Given exercise – Rescale the material below by rewriting every line except the picture lines, multiplying each coordinate in the answer points by 0.75 and rounding to a whole number, with halves rounded up. Leave all other numbers unchanged.

Records to process –
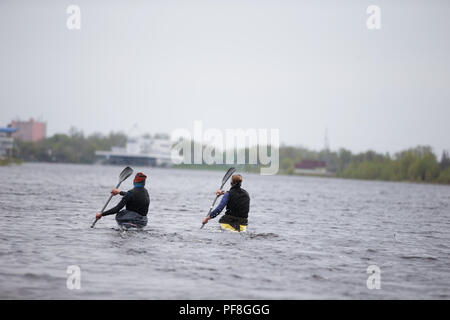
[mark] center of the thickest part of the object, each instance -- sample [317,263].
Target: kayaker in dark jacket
[237,203]
[136,202]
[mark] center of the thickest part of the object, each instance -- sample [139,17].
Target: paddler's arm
[118,207]
[218,209]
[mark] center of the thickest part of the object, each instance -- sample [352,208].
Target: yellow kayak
[226,226]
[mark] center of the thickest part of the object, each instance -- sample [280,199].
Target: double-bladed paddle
[224,180]
[122,177]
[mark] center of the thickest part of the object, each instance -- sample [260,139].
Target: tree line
[418,164]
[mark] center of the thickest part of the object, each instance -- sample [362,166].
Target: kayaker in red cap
[136,201]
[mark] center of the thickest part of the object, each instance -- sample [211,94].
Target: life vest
[238,203]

Reply –
[mark] center of the thickest part of the object, each instance -- sample [317,263].
Target: kayaker in dark jacket
[178,152]
[102,152]
[mark] center of the thickest part of the object, each instance -- sample [139,17].
Target: paddler's arm
[89,155]
[164,157]
[mark] center of the thickest part of the object, each instance -- sample [352,208].
Target: yellow kayak
[170,170]
[mark] center of the thickest part of the object, each instance -- sample [280,199].
Target: double-bladed paddle
[168,135]
[92,133]
[mark] center of the thickest part of the object, each instance -- sample [260,139].
Target: tree line
[314,123]
[mark] center of the thickest part of the object, each instance -- sample [362,166].
Target: kayaker in red cap
[102,151]
[mark] center of the thickest part of the object, each instance -- sample [211,94].
Target: life vest
[179,152]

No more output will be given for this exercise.